◆ **TO DO**
Among the entries, find the lines with the string "wall" and report them.

◆ **EXTRACTED MATERIAL**

/---

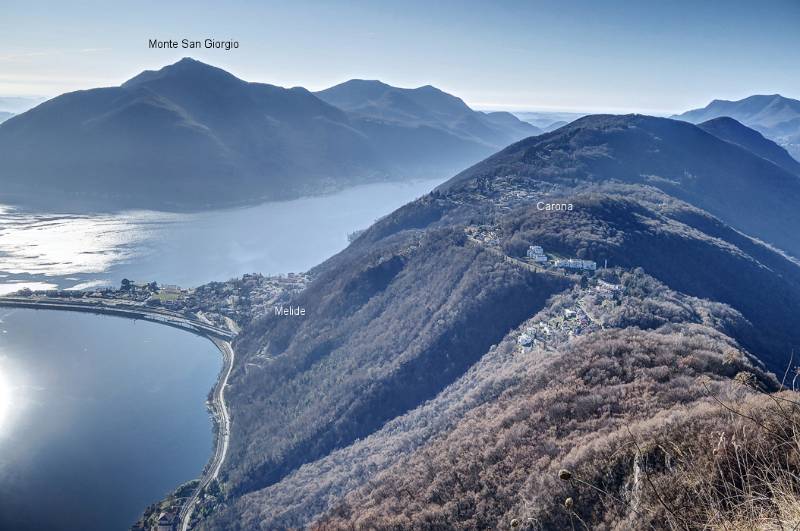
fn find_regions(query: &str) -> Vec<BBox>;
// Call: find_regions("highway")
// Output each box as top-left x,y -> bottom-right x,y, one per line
0,295 -> 237,529
179,338 -> 234,530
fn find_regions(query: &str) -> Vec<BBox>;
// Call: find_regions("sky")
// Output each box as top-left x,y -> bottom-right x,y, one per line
1,0 -> 798,114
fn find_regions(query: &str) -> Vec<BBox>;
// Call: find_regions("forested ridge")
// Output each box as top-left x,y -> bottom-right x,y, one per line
194,115 -> 800,530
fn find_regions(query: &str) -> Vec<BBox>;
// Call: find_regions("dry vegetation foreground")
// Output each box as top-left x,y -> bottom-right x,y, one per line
199,184 -> 800,530
315,273 -> 800,530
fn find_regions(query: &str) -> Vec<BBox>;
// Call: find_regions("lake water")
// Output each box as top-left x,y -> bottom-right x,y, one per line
0,179 -> 442,293
0,178 -> 443,530
0,310 -> 221,531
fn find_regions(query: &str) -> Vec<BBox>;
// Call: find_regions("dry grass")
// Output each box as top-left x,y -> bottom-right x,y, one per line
560,387 -> 800,531
673,389 -> 800,531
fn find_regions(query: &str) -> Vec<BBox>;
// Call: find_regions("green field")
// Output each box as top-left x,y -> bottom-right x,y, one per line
152,291 -> 182,302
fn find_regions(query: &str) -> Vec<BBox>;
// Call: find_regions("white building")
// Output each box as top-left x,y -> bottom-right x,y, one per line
526,245 -> 548,263
597,280 -> 621,292
554,259 -> 597,271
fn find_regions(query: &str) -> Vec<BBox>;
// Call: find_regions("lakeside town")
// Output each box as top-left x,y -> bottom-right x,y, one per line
0,273 -> 309,531
9,272 -> 309,330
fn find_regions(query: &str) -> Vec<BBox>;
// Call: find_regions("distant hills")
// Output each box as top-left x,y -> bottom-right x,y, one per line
674,94 -> 800,160
697,116 -> 800,175
0,111 -> 13,124
197,113 -> 800,529
315,79 -> 540,147
513,110 -> 586,131
0,96 -> 45,114
0,59 -> 536,211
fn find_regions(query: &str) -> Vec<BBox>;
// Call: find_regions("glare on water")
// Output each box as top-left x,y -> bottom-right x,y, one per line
0,361 -> 12,435
0,179 -> 444,292
0,209 -> 182,276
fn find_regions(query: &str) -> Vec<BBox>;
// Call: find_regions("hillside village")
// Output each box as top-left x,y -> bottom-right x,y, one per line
517,278 -> 621,351
190,272 -> 309,326
466,225 -> 599,272
461,222 -> 621,353
444,174 -> 567,211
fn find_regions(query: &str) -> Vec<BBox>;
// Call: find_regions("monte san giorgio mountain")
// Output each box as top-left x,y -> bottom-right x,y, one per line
0,58 -> 538,211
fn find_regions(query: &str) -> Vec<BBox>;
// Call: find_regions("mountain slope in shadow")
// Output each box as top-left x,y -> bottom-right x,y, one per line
443,114 -> 800,257
199,111 -> 800,525
675,94 -> 800,160
0,59 -> 537,211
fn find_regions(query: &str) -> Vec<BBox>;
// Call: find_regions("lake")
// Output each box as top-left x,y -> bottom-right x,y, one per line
0,178 -> 443,530
0,179 -> 442,293
0,309 -> 221,531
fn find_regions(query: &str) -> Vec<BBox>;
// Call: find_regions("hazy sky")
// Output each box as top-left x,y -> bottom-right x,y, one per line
2,0 -> 798,113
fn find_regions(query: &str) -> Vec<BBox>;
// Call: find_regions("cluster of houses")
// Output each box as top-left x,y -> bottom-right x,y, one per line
595,279 -> 622,296
155,511 -> 178,531
189,272 -> 309,325
16,280 -> 193,308
526,245 -> 548,263
553,258 -> 597,271
526,245 -> 597,272
517,304 -> 598,350
517,280 -> 622,351
453,174 -> 553,210
466,225 -> 501,247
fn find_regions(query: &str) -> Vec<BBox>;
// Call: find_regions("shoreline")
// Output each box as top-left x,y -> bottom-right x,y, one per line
178,337 -> 234,531
0,297 -> 237,530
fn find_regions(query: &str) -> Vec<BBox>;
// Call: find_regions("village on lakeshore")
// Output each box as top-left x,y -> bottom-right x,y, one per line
5,272 -> 309,328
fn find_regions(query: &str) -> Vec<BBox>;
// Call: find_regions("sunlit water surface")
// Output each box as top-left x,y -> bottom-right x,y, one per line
0,310 -> 221,531
0,179 -> 442,291
0,178 -> 442,529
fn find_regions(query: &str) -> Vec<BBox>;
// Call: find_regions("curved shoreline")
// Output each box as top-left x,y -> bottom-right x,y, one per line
0,297 -> 236,530
0,297 -> 235,340
179,337 -> 234,530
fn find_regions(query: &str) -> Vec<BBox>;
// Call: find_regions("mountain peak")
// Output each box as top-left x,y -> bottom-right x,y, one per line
122,57 -> 243,88
314,78 -> 538,148
673,94 -> 800,160
0,58 -> 542,211
339,79 -> 391,88
698,116 -> 800,175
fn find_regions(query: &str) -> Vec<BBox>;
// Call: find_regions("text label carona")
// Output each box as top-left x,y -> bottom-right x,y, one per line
537,201 -> 574,211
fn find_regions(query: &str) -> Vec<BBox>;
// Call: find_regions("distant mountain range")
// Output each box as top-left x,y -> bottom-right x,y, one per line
697,116 -> 800,175
315,79 -> 541,147
0,96 -> 45,114
0,111 -> 13,124
197,113 -> 800,529
674,94 -> 800,160
0,59 -> 537,211
513,110 -> 587,131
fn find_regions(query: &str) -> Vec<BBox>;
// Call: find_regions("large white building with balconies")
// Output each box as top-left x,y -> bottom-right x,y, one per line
526,245 -> 548,263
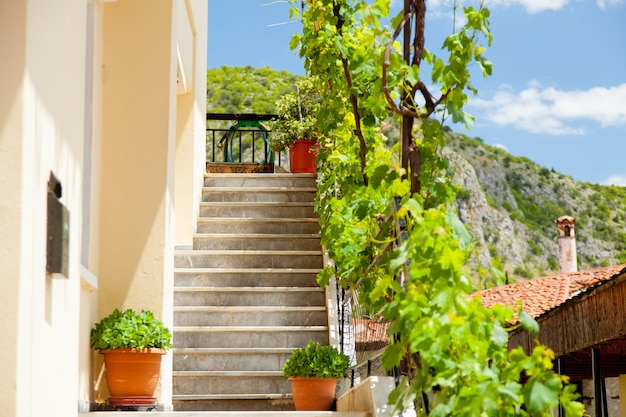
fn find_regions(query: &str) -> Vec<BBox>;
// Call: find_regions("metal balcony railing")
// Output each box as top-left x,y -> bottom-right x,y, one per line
206,113 -> 286,168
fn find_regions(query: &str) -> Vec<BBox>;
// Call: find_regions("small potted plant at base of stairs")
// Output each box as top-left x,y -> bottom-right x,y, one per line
282,340 -> 350,411
90,308 -> 173,406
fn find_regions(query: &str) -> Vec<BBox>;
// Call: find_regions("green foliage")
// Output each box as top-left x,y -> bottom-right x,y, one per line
266,76 -> 324,151
547,257 -> 559,271
513,265 -> 533,279
528,239 -> 542,256
90,308 -> 173,351
290,0 -> 582,415
456,187 -> 471,201
206,65 -> 300,117
508,187 -> 563,236
282,341 -> 350,378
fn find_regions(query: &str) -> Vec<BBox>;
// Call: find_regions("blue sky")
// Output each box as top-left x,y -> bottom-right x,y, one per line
208,0 -> 626,185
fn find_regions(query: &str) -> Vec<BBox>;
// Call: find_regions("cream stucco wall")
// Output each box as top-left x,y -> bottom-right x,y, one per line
0,4 -> 27,416
1,0 -> 90,415
96,0 -> 207,408
0,0 -> 208,415
97,0 -> 177,405
175,0 -> 208,248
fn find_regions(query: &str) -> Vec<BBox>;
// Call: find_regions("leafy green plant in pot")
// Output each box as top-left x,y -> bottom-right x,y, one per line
90,308 -> 172,404
268,77 -> 324,173
282,340 -> 350,411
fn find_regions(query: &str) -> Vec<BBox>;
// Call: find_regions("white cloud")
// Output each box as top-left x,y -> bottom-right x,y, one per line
506,0 -> 570,13
424,0 -> 570,14
470,82 -> 626,135
425,0 -> 622,14
492,143 -> 509,152
603,175 -> 626,186
597,0 -> 624,10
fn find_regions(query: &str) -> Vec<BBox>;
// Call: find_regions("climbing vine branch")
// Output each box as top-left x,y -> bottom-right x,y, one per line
289,0 -> 584,415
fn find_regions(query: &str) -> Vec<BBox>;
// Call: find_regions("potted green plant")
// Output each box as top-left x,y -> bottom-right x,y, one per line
90,308 -> 173,404
268,77 -> 323,173
282,340 -> 350,411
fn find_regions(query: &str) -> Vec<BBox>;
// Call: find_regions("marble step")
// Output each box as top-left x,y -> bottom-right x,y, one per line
173,325 -> 328,349
172,347 -> 293,372
171,395 -> 297,412
199,201 -> 316,218
202,187 -> 317,203
204,172 -> 317,188
192,233 -> 321,251
173,370 -> 289,397
173,306 -> 328,327
173,268 -> 320,288
174,286 -> 325,307
196,217 -> 320,234
174,250 -> 323,269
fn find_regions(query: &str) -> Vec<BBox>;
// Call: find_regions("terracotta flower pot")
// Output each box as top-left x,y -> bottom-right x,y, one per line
100,348 -> 165,398
289,139 -> 318,173
289,376 -> 338,411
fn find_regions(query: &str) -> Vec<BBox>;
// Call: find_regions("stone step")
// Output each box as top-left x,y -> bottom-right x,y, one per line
196,217 -> 320,234
173,370 -> 289,396
173,347 -> 293,372
174,268 -> 320,288
204,172 -> 317,188
175,250 -> 323,269
193,233 -> 321,251
202,187 -> 317,203
172,395 -> 296,412
172,371 -> 293,411
199,201 -> 316,218
174,287 -> 325,307
173,306 -> 327,327
173,325 -> 328,349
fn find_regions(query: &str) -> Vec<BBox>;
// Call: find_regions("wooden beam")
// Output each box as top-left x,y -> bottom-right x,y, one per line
509,271 -> 626,356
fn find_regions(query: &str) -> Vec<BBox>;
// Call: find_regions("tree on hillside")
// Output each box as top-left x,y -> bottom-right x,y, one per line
292,0 -> 583,415
206,65 -> 301,116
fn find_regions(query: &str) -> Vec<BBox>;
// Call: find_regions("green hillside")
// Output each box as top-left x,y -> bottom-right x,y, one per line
207,66 -> 301,116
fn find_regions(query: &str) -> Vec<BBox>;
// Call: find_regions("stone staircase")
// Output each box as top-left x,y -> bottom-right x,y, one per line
172,173 -> 329,412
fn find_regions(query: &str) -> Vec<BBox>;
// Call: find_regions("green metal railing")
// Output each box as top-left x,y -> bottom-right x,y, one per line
206,113 -> 286,166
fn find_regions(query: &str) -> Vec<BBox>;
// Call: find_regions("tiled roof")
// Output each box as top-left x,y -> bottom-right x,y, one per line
353,317 -> 390,346
477,264 -> 626,321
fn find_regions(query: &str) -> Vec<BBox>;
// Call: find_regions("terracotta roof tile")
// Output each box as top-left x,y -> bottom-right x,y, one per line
353,317 -> 390,346
477,264 -> 626,321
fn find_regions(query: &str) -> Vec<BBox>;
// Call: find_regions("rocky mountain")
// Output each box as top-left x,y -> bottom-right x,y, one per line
449,132 -> 626,287
207,66 -> 626,287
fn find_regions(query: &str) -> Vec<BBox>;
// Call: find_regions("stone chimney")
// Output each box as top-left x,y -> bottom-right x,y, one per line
555,216 -> 577,273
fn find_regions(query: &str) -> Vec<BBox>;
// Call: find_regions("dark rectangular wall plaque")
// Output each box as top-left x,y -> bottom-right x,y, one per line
47,173 -> 69,278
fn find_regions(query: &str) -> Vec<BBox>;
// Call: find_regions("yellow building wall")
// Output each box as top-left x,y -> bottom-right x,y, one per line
97,0 -> 177,405
96,0 -> 207,408
175,0 -> 208,248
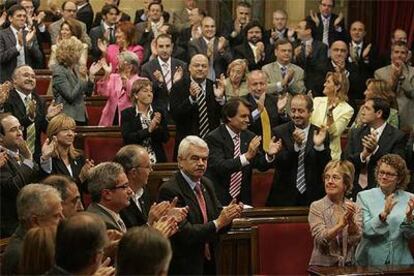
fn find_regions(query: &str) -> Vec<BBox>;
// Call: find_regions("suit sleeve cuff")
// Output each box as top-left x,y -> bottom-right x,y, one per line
313,144 -> 325,151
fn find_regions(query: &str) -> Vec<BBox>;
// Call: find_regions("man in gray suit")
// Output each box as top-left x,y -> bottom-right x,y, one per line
375,41 -> 414,130
188,16 -> 233,81
87,162 -> 133,233
262,39 -> 306,95
48,0 -> 91,47
0,4 -> 43,82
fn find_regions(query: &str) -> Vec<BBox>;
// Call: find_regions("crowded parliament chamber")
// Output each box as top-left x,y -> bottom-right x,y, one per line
1,0 -> 414,275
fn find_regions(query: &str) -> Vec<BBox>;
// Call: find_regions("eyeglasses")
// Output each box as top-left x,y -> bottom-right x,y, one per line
378,170 -> 398,178
109,184 -> 130,190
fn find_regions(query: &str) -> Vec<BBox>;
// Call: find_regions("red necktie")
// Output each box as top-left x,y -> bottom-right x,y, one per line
195,182 -> 211,260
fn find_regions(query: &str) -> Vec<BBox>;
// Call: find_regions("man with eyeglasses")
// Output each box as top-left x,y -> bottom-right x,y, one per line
344,98 -> 406,199
86,162 -> 133,233
0,113 -> 40,238
48,0 -> 91,47
114,145 -> 188,229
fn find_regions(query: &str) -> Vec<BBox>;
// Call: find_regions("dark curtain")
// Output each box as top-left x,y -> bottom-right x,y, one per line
375,0 -> 414,56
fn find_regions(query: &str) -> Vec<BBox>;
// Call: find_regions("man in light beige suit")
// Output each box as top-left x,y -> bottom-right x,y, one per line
375,41 -> 414,130
262,39 -> 306,95
48,1 -> 91,48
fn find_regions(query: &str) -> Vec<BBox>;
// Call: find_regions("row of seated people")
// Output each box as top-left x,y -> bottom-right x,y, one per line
2,134 -> 414,275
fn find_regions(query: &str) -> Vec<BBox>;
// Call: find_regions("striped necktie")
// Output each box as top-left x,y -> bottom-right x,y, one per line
229,134 -> 243,199
322,17 -> 329,46
162,63 -> 172,91
196,85 -> 209,138
296,143 -> 306,194
24,96 -> 36,154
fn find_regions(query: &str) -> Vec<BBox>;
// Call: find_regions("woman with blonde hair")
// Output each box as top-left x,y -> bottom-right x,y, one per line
121,78 -> 169,163
40,114 -> 94,192
19,227 -> 56,275
224,59 -> 249,98
51,37 -> 100,125
311,72 -> 354,160
352,78 -> 399,128
356,154 -> 414,265
309,160 -> 362,267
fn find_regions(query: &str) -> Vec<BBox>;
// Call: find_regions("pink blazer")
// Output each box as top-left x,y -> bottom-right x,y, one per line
96,73 -> 141,126
106,44 -> 144,72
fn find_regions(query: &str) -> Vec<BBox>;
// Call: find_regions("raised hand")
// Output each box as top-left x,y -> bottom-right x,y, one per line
189,81 -> 202,99
361,132 -> 378,154
93,257 -> 115,276
217,36 -> 227,53
215,199 -> 243,230
153,70 -> 164,83
148,201 -> 170,225
148,112 -> 161,133
267,137 -> 282,156
0,81 -> 12,104
0,151 -> 8,168
41,136 -> 57,160
100,59 -> 112,75
406,197 -> 414,222
282,68 -> 294,86
0,11 -> 7,27
97,38 -> 108,55
17,140 -> 32,160
309,10 -> 320,27
362,43 -> 372,60
89,61 -> 103,77
79,159 -> 95,182
152,215 -> 178,238
173,66 -> 184,83
46,100 -> 63,120
245,136 -> 262,161
334,12 -> 344,27
213,76 -> 225,98
255,42 -> 265,60
26,28 -> 36,45
292,129 -> 305,146
166,198 -> 189,223
287,29 -> 295,40
313,125 -> 327,147
277,93 -> 288,112
382,193 -> 397,220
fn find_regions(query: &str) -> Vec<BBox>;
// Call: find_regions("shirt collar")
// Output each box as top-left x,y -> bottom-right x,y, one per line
295,123 -> 311,134
157,56 -> 171,67
371,122 -> 387,139
103,21 -> 115,30
225,124 -> 239,140
277,61 -> 289,69
10,25 -> 20,36
248,42 -> 258,49
203,36 -> 214,45
77,3 -> 88,10
180,170 -> 198,191
352,41 -> 363,48
16,89 -> 30,102
136,105 -> 154,118
132,188 -> 144,203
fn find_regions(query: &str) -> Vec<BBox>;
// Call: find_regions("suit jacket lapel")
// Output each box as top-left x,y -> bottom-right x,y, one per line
176,172 -> 201,217
219,124 -> 235,155
10,90 -> 26,118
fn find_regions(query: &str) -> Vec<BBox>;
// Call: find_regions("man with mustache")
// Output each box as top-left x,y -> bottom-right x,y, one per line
266,94 -> 331,206
233,20 -> 272,71
205,97 -> 282,205
158,135 -> 243,275
0,65 -> 62,162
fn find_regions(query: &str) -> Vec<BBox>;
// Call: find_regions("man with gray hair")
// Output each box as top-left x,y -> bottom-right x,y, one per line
2,183 -> 63,275
158,135 -> 243,275
114,145 -> 188,229
86,161 -> 133,233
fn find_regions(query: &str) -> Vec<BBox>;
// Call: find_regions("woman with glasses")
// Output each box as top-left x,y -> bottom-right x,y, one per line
308,160 -> 362,267
121,79 -> 169,164
355,154 -> 414,265
40,114 -> 94,192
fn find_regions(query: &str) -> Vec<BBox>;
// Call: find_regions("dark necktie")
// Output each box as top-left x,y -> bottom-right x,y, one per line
108,27 -> 115,44
197,84 -> 209,138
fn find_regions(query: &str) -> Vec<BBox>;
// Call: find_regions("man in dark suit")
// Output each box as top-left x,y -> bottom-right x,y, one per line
264,9 -> 295,46
177,7 -> 204,54
347,21 -> 377,102
0,4 -> 43,83
1,65 -> 62,162
188,16 -> 232,81
75,0 -> 93,32
0,114 -> 39,238
89,4 -> 119,61
170,54 -> 224,160
135,2 -> 164,55
158,135 -> 243,275
266,94 -> 331,206
205,97 -> 282,205
221,1 -> 251,47
141,33 -> 187,113
294,19 -> 328,96
233,20 -> 273,71
87,162 -> 133,233
344,98 -> 406,199
242,70 -> 287,136
305,0 -> 347,47
134,0 -> 169,25
92,0 -> 130,28
114,145 -> 188,228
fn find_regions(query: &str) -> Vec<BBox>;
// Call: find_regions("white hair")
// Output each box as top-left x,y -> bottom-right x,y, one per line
178,136 -> 209,158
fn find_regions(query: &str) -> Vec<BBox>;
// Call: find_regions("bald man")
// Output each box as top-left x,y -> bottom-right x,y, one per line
170,54 -> 225,160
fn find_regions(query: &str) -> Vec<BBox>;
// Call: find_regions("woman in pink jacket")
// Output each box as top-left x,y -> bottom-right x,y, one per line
93,51 -> 142,126
98,21 -> 144,72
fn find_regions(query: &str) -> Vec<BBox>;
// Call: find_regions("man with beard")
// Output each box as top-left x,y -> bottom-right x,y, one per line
266,94 -> 331,206
233,20 -> 273,71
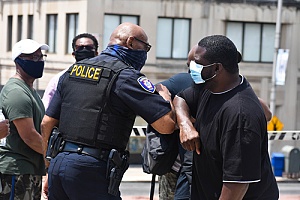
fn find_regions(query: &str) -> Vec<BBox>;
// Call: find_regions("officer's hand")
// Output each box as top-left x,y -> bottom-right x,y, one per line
41,174 -> 49,199
156,84 -> 171,102
190,116 -> 196,124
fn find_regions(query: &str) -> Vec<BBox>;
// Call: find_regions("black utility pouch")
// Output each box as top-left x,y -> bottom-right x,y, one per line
45,127 -> 64,161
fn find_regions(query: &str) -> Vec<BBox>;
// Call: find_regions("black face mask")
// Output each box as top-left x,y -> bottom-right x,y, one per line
101,45 -> 147,71
73,49 -> 96,62
15,57 -> 44,78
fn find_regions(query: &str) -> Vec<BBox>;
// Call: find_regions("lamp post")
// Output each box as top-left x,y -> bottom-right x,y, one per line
269,0 -> 283,155
270,0 -> 283,116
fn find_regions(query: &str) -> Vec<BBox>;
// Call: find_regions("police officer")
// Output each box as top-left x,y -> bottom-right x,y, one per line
41,33 -> 99,200
41,22 -> 176,200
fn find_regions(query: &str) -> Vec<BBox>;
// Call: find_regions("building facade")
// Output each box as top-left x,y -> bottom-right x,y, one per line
0,1 -> 299,143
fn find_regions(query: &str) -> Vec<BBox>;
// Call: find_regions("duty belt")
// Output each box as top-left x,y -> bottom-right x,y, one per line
61,141 -> 110,161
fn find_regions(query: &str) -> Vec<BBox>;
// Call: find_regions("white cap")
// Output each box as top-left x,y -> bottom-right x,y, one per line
12,39 -> 49,61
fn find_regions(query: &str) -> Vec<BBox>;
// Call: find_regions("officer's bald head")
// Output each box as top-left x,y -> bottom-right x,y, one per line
108,22 -> 149,51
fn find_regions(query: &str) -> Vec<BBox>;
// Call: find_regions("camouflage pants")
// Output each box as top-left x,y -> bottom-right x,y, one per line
158,172 -> 178,200
0,174 -> 42,200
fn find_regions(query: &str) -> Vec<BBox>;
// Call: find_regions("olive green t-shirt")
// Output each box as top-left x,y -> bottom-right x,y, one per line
0,78 -> 45,175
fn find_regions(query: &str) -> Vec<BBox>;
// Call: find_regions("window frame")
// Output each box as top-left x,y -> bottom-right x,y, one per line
17,15 -> 23,42
156,17 -> 191,60
226,21 -> 276,63
27,15 -> 34,39
66,13 -> 79,54
46,14 -> 58,53
103,14 -> 139,50
7,15 -> 13,51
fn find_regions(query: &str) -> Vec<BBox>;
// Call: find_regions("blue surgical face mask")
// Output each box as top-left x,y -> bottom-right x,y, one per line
189,60 -> 216,84
15,57 -> 45,78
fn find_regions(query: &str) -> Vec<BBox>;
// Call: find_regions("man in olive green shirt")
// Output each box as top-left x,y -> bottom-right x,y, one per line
0,39 -> 48,200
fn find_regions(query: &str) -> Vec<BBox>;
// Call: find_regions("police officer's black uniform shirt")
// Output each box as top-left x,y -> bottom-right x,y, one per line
46,53 -> 171,127
177,76 -> 279,200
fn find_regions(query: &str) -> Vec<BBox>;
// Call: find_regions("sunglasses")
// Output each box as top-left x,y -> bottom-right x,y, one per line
133,37 -> 152,52
19,54 -> 47,62
75,45 -> 95,51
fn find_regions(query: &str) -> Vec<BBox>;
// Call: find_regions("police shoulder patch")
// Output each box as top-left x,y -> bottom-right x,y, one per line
137,76 -> 156,93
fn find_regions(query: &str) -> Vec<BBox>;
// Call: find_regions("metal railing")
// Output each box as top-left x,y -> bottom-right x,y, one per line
131,126 -> 300,141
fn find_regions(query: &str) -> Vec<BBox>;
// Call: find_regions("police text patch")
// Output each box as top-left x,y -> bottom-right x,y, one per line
137,76 -> 155,93
69,64 -> 102,82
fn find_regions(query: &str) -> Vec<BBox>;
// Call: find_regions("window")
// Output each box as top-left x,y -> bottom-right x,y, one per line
156,18 -> 190,59
226,22 -> 275,62
103,14 -> 139,50
66,13 -> 79,54
17,15 -> 23,41
7,16 -> 13,51
46,14 -> 58,53
27,15 -> 34,39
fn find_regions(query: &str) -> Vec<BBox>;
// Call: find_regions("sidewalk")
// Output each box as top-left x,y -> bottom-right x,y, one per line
123,164 -> 300,183
275,176 -> 300,183
41,166 -> 299,200
123,165 -> 153,182
122,165 -> 300,200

\---

◆ **OUTPUT**
// Call: find_regions("cream stucco wall")
// Call: find_regions("dark rectangular wall plaque")
// Call: find_regions("yellow building wall")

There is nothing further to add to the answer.